> Perintah a:
Tolong terjemahkan ke dalam bahasa Inggris kalimat dari teks dokumen berikut: "Kita yang dicipta seturut peta teladan Allah disebut berdosa ketika kita tidak memantulkan kemuliaan-Nya, kesucian-Nya, dan kebajikan-Nya."

> Teks dokumen:
Sekalipun filsuf dari zaman ke zaman sering tidak mengerti atau salah mengerti akan firman Tuhan, tetapi firman Tuhan tidak pernah salah. Ketika kita membandingkan Sokrates, Konfusius, Mensius, aliran Heraklisian, Plato, Aristoteles, dan yang lainnya, kita akan menemukan bahwa manusia sudah tercemari dosa Adam, sehingga hanya Kitab Suci sajalah yang murni, yang Allah berikan dari takhta-Nya yang paling objektif, paling netral dan kekal. Prinsip-prinsipnya tidak pernah perlu berubah. Oleh karena itu, kita melihat bahwa di setiap zaman, semua pemikiran dan filsafat yang tidak setuju, yang tidak mengerti Alkitab, harus terus berubah; sementara Alkitab sendiri tidak pernah perlu berubah. Inilah Sola Scriptura. Kita bersyukur kepada Tuhan karena hukum kedelapan ini Tuhan pakai untuk menghakimi semua pemerintah yang melawan Alkitab dan yang berusaha menghakimi atau mengoreksi firman Tuhan. Seperti filsafat komunisme yang berusaha untuk melempar Kitab Suci ke belakang, akhirnya ia sendiri yang dilempar ke belakang oleh Kitab Suci, karena bukan manusia yang menghakimi Allah, tetapi Allah yang kekal yang menghakimi manusia yang sementara.
Sepuluh Hukum jauh lebih tinggi daripada semua hukum dunia yang dipakai untuk mengatur tindak tanduk seseorang agar tidak menyeleweng. Itu terjadi karena hukum dibuat oleh manusia yang sendirinya sudah menyeleweng. Sepuluh Hukum bukanlah produk otak manusia, melainkan pemberian Allah Pencipta, maka Sepuluh Hukum dibutuhkan oleh dunia sampai kiamat, bukan hanya sekadar menjadi standar tingkah laku manusia, tetapi juga untuk menyatakan sifat moral Allah kepada manusia. Jika kita bandingkan dengan Roma 7, Hukum Taurat membawa kita untuk mengenal tiga sifat Allah yang paling dasar, yaitu: suci, adil, dan bajik. Hal ini membuat kita seharusnya membenci dosa, ketidakadilan, dan ketidakbenaran, serta menyadarkan kita bahwa diri kita sudah meleset jauh dari target yang Allah tetapkan ketika Dia mencipta kita. Tepat seperti pengertian yang digambarkan oleh istilah bahasa Yunani tentang “dosa” di dalam Perjanjian Baru, yaitu: hamartia (artinya: tidak mengenai sasaran); atau adikia (artinya: tidak adil atau tidak benar di hadapan Tuhan). Kita yang dicipta seturut peta teladan Allah disebut berdosa ketika kita tidak memantulkan kemuliaan-Nya, kesucian-Nya, dan kebajikan-Nya.

> Catatan latihan ini:
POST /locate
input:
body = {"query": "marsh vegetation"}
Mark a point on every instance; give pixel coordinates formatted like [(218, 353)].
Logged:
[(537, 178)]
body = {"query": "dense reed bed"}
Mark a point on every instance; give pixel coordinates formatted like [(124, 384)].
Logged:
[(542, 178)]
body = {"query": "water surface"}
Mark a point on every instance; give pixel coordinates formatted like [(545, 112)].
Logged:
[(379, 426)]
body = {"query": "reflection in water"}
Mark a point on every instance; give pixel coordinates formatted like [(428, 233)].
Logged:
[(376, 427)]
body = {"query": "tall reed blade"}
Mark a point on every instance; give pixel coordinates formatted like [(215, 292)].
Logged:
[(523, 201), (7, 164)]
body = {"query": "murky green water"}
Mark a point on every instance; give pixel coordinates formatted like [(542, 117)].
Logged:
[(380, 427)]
==
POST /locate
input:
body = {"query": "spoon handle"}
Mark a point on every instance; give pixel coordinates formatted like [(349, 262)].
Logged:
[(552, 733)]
* * *
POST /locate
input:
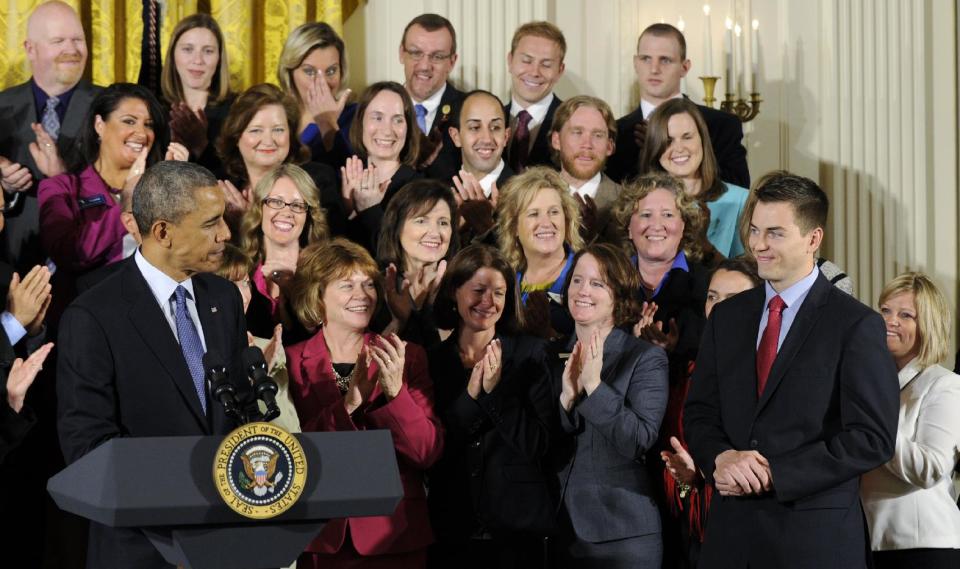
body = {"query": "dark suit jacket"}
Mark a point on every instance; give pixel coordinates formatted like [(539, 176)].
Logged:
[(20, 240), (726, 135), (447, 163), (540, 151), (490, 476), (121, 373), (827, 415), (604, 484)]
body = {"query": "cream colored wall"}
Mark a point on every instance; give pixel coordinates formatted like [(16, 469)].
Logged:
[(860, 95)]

> Perintah b:
Sebutkan berapa baris dalam catatan yang memuat kata "give". Jawab dengan angkanya saja.

> Jawaban benar a:
We who were created according to the image of God are called sinful when we do not reflect His glory, His holiness, and His goodness.

> Jawaban benar b:
9